#### [What is expected]
Reproduce only the lines of the records below, requests included, starting with the line containing "Indicate the starting block rail" and going on through the end of the records. Shift every x and y coordinate in the answers up by 18.

Position annotation records:
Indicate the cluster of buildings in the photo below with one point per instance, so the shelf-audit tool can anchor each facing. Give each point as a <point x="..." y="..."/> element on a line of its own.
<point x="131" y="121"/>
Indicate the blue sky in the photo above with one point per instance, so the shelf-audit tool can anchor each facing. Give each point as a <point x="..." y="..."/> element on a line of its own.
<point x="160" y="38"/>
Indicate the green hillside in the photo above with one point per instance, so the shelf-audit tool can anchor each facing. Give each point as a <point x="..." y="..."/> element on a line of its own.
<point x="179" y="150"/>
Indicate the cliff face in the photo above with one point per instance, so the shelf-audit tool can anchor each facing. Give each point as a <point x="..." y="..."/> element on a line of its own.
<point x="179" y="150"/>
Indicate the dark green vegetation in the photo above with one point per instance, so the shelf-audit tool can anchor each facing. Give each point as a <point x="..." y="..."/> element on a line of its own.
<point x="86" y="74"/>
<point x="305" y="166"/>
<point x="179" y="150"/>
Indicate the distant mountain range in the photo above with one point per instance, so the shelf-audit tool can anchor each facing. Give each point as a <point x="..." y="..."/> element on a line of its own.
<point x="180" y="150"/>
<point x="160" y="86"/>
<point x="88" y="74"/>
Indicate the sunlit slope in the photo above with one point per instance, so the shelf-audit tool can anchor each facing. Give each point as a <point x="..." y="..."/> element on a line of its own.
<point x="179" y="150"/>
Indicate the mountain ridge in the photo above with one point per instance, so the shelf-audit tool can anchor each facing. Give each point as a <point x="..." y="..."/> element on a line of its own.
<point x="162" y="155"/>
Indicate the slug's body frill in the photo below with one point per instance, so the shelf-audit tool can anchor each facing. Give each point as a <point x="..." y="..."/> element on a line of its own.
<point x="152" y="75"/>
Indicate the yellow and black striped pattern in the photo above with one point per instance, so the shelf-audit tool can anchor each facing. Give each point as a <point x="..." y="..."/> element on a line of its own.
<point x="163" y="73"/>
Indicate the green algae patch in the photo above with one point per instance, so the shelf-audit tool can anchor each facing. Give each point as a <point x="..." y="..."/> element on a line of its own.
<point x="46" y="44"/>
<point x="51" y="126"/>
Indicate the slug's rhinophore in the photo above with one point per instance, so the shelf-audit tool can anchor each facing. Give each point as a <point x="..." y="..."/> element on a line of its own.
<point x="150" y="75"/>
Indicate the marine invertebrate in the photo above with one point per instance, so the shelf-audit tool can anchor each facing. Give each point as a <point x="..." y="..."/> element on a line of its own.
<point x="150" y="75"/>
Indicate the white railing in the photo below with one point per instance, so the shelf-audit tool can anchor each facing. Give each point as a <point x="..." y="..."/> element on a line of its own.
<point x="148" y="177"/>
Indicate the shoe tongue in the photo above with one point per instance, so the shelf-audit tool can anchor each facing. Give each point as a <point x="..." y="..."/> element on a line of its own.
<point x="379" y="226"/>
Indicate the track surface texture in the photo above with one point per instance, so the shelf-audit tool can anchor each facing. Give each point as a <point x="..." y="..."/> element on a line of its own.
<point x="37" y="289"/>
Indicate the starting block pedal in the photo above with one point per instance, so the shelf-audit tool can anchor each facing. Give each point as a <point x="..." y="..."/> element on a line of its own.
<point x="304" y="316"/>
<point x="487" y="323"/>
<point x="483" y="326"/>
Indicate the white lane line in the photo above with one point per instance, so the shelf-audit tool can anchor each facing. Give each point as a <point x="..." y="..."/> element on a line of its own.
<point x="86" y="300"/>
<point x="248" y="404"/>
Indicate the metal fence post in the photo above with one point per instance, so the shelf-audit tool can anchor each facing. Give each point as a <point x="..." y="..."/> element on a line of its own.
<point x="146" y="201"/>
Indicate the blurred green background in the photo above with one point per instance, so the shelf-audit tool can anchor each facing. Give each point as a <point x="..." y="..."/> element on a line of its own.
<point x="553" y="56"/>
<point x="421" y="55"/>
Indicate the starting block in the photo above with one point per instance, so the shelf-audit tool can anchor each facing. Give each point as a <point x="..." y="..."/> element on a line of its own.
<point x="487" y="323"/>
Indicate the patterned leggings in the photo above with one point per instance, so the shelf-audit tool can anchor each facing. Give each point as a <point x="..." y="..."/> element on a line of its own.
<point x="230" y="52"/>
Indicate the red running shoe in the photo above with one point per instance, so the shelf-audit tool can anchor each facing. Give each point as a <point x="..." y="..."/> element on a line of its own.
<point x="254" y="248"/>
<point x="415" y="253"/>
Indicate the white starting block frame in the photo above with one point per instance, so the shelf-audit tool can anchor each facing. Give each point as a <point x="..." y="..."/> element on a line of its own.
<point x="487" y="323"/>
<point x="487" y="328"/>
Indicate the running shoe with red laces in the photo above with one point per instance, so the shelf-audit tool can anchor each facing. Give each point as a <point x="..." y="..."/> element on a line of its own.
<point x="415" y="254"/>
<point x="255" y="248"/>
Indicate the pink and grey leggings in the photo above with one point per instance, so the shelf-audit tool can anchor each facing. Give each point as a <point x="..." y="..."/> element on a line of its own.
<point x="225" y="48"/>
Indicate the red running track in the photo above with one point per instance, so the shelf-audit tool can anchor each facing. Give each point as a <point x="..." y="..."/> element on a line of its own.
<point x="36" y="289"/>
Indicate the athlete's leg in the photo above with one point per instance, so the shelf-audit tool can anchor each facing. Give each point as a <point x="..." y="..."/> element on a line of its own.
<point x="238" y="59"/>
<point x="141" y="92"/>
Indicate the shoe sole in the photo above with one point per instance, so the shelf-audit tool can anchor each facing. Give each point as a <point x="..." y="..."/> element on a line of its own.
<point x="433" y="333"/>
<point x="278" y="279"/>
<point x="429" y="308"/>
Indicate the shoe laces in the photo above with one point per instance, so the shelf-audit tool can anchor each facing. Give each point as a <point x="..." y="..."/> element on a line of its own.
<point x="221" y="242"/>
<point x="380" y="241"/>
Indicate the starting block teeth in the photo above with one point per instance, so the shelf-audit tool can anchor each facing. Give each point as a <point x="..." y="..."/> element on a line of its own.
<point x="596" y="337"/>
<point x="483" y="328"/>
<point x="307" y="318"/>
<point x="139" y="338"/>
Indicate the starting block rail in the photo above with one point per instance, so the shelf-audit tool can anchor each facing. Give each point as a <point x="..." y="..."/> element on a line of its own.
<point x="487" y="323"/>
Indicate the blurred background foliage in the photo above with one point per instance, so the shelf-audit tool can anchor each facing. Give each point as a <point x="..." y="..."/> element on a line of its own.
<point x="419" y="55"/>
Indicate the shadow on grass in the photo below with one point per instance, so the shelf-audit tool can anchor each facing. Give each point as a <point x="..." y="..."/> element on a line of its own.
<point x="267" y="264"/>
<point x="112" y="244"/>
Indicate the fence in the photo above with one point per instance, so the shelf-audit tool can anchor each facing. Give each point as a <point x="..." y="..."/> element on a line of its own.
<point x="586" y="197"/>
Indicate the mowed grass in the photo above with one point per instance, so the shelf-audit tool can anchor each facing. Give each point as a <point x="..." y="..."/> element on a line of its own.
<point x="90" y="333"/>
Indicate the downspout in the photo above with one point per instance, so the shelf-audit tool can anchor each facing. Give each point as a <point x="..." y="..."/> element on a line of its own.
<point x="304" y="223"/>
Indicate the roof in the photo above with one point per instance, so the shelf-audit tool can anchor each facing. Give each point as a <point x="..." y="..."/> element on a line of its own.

#### [Result for this exercise]
Indicate the starting block rail in the photo above with one point per instance, so the shelf-audit tool can anchor each facing. Give each point as a <point x="..." y="..."/> element on a line of its own.
<point x="505" y="341"/>
Indicate the blurred background foliage in the photo above with one point per instance, so the shelf-audit tool can anchor each facing. Give each point as a <point x="..." y="..."/> element on a line of its own.
<point x="437" y="73"/>
Indicate the shadow on grass in the photo below with one point per instance, so the shelf-audit tool can anchor each facing. Give each point as a <point x="..." y="..."/> element on a line of its own.
<point x="285" y="282"/>
<point x="130" y="262"/>
Indicate the fence in the photo above with one point per instance, so the shelf-audit tool can anchor each facing. Give each point as a <point x="..." y="..."/> element on a line of its own.
<point x="604" y="215"/>
Indicate the mowed grass in the photo above with one point per instance, so the shelf-audit tool can anchor each facing. Give each point as a <point x="..." y="..."/> element on a line of its own.
<point x="108" y="351"/>
Indicate the downspout in the photo above with one point per instance, so the shelf-audit tool can anchor each facing. Give each point as a <point x="..." y="..."/> element on a line of its own.
<point x="322" y="241"/>
Indicate the roof in the photo above with one point per instance, so the shelf-audit tool can anchor each facing. Give each point as a <point x="..." y="..."/> element on a line of its own.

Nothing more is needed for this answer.